* _EXERCISE OBJECTIVE_
Copy word for word the part of the data that opens with the line containing "of the red-handled" and runs through the end of the data, including both ends.

Point annotation records

┏━━

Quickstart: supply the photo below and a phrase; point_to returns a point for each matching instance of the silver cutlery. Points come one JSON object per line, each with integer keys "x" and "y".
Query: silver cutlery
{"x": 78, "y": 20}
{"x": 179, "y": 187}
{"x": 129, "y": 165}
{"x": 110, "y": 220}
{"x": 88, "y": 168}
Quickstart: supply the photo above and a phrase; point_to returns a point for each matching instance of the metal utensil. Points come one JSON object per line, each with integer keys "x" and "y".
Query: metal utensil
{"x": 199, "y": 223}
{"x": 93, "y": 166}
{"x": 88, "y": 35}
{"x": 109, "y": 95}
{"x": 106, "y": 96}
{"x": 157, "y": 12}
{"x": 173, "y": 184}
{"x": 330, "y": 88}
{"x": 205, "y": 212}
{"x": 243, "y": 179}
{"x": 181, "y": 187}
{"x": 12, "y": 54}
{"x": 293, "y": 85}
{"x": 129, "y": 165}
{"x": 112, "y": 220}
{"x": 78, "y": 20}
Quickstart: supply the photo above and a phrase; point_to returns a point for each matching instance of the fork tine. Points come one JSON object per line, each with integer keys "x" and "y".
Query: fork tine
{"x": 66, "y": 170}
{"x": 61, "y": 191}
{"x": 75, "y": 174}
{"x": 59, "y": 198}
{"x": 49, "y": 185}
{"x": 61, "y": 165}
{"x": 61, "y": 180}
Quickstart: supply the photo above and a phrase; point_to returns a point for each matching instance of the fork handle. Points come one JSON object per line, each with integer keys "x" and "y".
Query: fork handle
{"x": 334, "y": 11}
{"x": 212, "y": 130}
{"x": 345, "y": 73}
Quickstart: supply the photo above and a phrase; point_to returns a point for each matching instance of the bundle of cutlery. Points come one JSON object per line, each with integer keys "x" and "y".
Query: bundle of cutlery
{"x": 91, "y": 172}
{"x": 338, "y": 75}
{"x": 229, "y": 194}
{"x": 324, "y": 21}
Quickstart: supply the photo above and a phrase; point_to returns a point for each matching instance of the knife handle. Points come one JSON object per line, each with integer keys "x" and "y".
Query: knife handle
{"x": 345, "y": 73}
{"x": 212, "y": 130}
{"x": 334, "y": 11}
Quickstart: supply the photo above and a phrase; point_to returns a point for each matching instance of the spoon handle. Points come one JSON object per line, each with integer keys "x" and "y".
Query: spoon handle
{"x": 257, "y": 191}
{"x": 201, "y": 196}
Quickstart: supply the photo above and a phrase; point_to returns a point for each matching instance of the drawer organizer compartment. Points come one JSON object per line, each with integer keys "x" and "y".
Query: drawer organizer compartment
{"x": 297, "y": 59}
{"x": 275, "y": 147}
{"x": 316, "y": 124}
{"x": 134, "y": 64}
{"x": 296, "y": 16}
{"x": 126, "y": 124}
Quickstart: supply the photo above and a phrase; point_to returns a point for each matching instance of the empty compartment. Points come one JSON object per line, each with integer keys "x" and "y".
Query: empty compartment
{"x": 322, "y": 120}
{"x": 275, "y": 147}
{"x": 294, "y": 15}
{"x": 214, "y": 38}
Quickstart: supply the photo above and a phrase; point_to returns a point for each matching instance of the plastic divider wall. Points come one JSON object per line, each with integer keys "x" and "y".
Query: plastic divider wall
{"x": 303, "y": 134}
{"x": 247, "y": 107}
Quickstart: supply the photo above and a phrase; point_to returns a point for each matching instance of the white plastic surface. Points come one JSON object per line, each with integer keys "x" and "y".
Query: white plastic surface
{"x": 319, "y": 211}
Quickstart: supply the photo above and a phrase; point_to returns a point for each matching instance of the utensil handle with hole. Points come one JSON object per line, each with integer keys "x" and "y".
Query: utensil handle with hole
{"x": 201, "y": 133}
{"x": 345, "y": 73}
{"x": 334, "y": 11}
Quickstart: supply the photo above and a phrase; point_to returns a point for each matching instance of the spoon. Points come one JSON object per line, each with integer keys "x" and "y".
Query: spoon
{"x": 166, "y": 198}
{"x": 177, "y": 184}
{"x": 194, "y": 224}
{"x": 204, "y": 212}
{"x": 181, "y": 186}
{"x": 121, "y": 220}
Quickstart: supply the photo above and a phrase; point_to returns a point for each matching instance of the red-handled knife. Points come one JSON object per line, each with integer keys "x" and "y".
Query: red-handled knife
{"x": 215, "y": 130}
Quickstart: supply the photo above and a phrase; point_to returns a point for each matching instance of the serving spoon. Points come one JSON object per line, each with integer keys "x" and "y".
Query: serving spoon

┗━━

* _TASK RESPONSE_
Quickstart: supply the photo above and a phrase; point_to returns a point for each matching instance of the red-handled knife. Points come one JSON object per line, each with integer keys "x" and "y".
Query: red-handled knife
{"x": 215, "y": 130}
Quickstart: supply the photo above and a phrase; point_to returns a point for each matching instance of the serving spoon. Points come one JSON object per line, each with integer keys "x" and "y".
Query: serving spoon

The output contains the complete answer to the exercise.